___ RECORDS PROVIDED

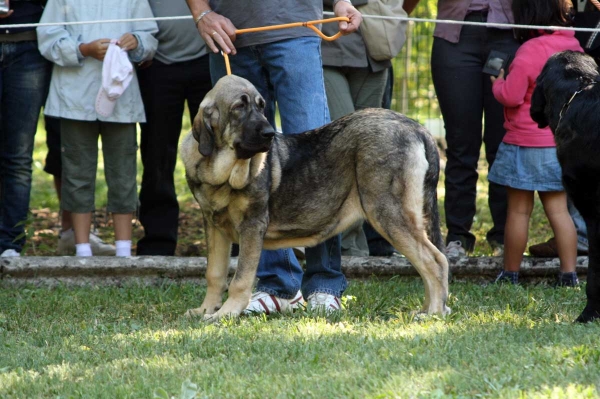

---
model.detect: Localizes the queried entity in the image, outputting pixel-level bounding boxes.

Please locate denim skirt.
[488,143,564,191]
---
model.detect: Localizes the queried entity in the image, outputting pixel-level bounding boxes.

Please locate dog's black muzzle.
[235,115,275,159]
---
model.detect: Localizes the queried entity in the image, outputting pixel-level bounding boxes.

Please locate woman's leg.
[539,191,577,273]
[504,187,534,272]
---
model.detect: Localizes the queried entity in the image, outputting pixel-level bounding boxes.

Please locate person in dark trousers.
[431,0,519,256]
[0,0,52,257]
[137,0,212,256]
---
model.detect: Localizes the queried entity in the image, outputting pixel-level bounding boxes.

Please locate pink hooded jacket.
[492,30,583,147]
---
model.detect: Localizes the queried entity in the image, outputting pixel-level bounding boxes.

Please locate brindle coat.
[181,76,450,320]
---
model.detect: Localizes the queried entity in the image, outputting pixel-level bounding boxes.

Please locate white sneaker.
[446,240,467,258]
[244,291,304,314]
[58,229,117,256]
[307,292,342,314]
[0,249,21,258]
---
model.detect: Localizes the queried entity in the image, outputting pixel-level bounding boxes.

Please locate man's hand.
[333,1,362,35]
[79,39,110,61]
[490,68,504,84]
[117,33,139,51]
[197,11,236,55]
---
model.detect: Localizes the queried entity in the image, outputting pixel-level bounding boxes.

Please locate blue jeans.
[210,37,347,299]
[0,41,51,253]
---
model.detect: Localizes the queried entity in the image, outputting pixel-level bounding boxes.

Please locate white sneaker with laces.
[446,240,467,258]
[307,292,342,314]
[0,249,21,258]
[244,291,304,314]
[58,229,117,256]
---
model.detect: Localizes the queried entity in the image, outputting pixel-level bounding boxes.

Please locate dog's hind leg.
[359,147,450,315]
[575,218,600,323]
[369,210,450,315]
[186,219,231,316]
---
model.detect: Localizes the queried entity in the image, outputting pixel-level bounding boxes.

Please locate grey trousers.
[60,119,137,213]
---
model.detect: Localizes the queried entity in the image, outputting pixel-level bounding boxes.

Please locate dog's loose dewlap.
[181,75,450,320]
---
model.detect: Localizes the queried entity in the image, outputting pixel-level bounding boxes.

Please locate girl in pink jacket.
[488,0,583,286]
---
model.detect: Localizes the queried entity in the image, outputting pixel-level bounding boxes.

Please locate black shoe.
[554,272,579,287]
[494,270,519,285]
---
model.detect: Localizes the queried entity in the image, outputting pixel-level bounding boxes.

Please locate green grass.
[0,278,600,398]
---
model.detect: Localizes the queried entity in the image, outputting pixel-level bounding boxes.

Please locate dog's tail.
[421,129,446,253]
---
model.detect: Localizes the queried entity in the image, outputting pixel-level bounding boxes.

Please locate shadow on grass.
[0,278,600,398]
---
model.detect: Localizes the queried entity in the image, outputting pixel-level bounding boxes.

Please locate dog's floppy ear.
[192,101,219,157]
[529,74,548,129]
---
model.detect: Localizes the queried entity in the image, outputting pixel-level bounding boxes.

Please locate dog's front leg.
[575,216,600,323]
[205,224,266,321]
[186,222,231,316]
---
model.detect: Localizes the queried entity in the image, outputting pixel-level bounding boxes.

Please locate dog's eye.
[231,102,246,111]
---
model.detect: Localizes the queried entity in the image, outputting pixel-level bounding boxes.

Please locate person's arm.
[36,0,88,67]
[125,0,158,63]
[333,0,362,35]
[186,0,236,54]
[491,57,532,107]
[402,0,419,15]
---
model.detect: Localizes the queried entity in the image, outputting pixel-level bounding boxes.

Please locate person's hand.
[333,1,362,35]
[79,39,110,61]
[490,68,504,84]
[197,11,236,55]
[117,33,139,51]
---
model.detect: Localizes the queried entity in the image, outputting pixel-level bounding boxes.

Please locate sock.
[115,240,131,256]
[59,228,75,238]
[558,272,579,285]
[75,242,92,256]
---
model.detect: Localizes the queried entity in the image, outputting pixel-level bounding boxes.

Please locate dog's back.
[267,109,443,250]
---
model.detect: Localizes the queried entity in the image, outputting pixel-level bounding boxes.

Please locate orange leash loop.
[221,17,350,75]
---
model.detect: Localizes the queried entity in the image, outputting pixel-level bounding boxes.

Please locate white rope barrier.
[0,11,600,32]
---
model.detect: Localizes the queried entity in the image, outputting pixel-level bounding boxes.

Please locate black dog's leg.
[575,218,600,323]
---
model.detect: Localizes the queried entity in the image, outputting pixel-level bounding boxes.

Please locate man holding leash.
[186,0,362,314]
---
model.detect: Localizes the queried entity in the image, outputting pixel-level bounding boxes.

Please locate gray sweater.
[148,0,208,64]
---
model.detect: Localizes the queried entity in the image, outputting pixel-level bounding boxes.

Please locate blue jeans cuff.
[256,284,298,299]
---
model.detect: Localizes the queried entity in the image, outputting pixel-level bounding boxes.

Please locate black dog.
[531,51,600,323]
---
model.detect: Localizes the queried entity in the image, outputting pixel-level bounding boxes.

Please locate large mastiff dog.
[181,76,450,320]
[531,51,600,322]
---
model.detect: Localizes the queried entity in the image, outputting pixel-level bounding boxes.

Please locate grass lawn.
[0,114,600,398]
[0,278,600,398]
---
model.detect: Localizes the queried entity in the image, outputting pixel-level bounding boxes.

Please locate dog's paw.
[575,307,600,323]
[184,307,206,319]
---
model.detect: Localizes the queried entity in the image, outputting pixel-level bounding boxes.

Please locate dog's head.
[530,50,598,132]
[192,75,275,159]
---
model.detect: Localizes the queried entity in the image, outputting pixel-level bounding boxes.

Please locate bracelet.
[194,9,213,26]
[331,0,352,10]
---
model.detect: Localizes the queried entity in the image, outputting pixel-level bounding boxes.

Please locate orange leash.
[221,17,350,75]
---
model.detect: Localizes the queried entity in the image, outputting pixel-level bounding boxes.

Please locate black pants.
[431,14,519,250]
[137,55,212,256]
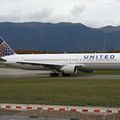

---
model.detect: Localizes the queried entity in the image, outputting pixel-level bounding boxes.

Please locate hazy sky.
[0,0,120,27]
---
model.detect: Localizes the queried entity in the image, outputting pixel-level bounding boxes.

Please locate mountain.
[0,22,120,52]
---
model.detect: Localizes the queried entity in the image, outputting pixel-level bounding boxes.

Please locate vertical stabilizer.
[0,36,15,57]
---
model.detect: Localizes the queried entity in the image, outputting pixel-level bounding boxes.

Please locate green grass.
[0,77,120,107]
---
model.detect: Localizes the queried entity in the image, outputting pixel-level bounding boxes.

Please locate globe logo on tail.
[0,37,14,57]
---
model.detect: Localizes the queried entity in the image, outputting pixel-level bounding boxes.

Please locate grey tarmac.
[0,67,120,80]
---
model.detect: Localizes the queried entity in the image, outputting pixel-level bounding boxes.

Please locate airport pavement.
[0,115,70,120]
[0,68,120,80]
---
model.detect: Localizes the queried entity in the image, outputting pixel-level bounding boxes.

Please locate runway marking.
[0,103,120,113]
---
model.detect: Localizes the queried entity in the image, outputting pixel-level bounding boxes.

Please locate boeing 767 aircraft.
[0,37,120,77]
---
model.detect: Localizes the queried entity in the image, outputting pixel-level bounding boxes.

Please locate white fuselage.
[2,53,120,70]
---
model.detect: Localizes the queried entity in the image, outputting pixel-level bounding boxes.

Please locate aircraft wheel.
[50,73,59,77]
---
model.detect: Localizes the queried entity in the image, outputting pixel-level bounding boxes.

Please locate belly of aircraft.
[85,63,120,70]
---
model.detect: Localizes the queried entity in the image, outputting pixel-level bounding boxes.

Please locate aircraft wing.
[17,61,85,69]
[17,61,63,69]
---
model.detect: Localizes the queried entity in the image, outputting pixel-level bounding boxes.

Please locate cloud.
[71,5,86,17]
[0,8,53,22]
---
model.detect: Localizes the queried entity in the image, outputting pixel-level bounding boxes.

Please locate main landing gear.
[50,73,59,77]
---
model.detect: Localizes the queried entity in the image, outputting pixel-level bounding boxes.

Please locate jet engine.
[60,65,77,76]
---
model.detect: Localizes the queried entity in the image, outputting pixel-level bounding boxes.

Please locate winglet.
[0,36,15,57]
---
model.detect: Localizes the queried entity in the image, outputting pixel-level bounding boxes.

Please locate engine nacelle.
[60,65,77,75]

______

## EXERCISE PROMPT
In the records above, find each line that contains the string "sneaker". Copy each of those lines in full.

## CORRECT OUTPUT
Please locate white sneaker.
Please locate white sneaker with laces.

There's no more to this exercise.